## SHORT EXERCISE 1
Using the interview on bull markets, answer each question below.
(a) Which three things does the answer list for one of the bull markets "in the old days"?
(b) Which letter can a bottom pattern look like?
(c) What is the minimum time any kind of bottom can take?

Q: But if interest rate is going down and inflation is moderating and there is peace; is that a good recipe for a bull market?

A: That will be an environment that people would feel more comfortable about.

Q: How about a technological change?

A: In the old days, in one of the bull markets we had railroads and then you had the automobile that came back and then the radio. After the Second World War, it was automobiles and now it is technology.

Q: In your experience, what are the best looking chart patterns that one should look at the start of a bull market?

A: Ideally, you are looking for a stock that has been depressed. Technicians call that 'a bottom pattern' that can take any number of formations. It could be like the letter 'W', it could be a double bottom or it could be a long saucering type bottom. But any kind of bottom whatever shapes it takes; can take a minimum of three-six months. 

In fact, the longer it takes the better it is. As it is with the Theory of Relativity, the longer the bottom the longer the buying and greater is the upside potential.

## LISTED RECORDS
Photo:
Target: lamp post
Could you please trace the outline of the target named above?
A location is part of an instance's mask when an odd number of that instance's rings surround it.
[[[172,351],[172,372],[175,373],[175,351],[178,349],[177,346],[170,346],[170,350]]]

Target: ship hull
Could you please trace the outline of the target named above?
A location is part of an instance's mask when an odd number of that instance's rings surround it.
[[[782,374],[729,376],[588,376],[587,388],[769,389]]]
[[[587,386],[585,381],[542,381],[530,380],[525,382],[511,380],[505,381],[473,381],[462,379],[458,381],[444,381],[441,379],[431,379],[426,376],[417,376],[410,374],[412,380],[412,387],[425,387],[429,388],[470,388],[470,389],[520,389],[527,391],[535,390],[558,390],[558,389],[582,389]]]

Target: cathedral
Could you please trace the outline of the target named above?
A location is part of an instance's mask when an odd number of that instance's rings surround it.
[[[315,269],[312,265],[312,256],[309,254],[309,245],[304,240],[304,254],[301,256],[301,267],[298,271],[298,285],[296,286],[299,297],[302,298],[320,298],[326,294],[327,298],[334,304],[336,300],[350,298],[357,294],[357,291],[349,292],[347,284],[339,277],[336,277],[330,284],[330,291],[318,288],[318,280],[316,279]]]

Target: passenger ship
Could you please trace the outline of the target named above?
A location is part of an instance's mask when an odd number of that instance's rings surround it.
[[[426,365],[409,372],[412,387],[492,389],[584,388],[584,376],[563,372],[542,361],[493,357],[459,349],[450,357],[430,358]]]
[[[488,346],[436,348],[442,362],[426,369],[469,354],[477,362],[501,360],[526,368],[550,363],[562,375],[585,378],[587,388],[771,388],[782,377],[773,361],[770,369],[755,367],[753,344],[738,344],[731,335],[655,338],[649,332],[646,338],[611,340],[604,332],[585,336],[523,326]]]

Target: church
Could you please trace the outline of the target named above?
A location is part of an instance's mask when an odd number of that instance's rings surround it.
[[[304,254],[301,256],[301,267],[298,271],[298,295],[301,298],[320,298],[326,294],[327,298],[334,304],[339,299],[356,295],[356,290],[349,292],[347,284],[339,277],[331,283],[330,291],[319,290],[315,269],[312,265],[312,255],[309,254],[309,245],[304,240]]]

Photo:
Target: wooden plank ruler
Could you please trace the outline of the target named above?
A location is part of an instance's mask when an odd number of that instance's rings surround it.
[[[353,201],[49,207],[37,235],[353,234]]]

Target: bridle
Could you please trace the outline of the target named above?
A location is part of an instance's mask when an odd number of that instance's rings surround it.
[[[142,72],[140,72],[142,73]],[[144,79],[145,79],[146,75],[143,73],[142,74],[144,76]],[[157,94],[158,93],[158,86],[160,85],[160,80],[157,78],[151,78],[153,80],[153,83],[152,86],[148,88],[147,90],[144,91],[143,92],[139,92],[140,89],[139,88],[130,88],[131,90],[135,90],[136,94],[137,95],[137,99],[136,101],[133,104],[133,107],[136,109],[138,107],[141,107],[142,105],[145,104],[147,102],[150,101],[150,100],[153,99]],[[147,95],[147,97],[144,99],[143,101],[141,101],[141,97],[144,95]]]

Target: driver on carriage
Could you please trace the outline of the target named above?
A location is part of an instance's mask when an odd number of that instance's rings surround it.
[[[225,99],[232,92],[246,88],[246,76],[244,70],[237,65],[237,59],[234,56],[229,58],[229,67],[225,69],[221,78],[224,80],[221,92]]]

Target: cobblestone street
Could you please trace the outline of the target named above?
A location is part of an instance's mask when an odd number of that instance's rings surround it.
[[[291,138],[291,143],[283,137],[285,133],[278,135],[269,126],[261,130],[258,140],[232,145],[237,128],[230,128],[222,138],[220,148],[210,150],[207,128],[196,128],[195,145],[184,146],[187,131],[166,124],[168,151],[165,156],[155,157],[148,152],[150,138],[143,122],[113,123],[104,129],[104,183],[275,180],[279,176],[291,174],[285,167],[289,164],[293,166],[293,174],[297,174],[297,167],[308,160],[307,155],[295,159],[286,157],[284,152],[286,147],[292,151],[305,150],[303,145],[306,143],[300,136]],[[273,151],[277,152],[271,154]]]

## SHORT EXERCISE 2
Lay out the records as a two-column CSV with the columns request and reply. Start with the line containing "Target: passenger ship" and go on through the line containing "[[[353,201],[49,207],[37,235],[353,234]]]". Give one row per request, quote each field, and turn line breaks into spaces.

## FULL ANSWER 1
(a) Railroads, then the automobile, then the radio.
(b) The letter 'W'.
(c) Three to six months.

## FULL ANSWER 2
request,reply
"Target: passenger ship Could you please trace the outline of the target named above? A location is part of an instance's mask when an odd number of that instance's rings surround it.","[[[426,365],[409,372],[412,387],[492,389],[584,388],[584,376],[563,372],[542,361],[493,357],[459,349],[450,357],[430,358]]] [[[488,346],[436,348],[442,362],[426,369],[469,354],[477,362],[501,360],[526,368],[550,363],[562,375],[585,378],[587,388],[771,388],[782,377],[773,361],[770,369],[755,367],[753,344],[738,344],[731,335],[655,338],[649,332],[646,338],[611,340],[604,332],[585,336],[523,326]]]"
"Target: church Could you please trace the outline of the target named above? A location is part of an instance's mask when an odd number of that instance's rings surround it.","[[[304,254],[301,256],[301,267],[298,271],[298,295],[301,298],[320,298],[326,294],[327,298],[334,304],[339,299],[356,295],[356,290],[349,292],[347,284],[339,277],[331,283],[330,291],[319,290],[315,269],[312,265],[312,255],[309,254],[309,245],[304,240]]]"
"Photo: Target: wooden plank ruler Could you please trace the outline of the target named above? A location is part of an instance's mask when an odd number of that instance's rings surround it.","[[[353,201],[49,207],[37,235],[353,234]]]"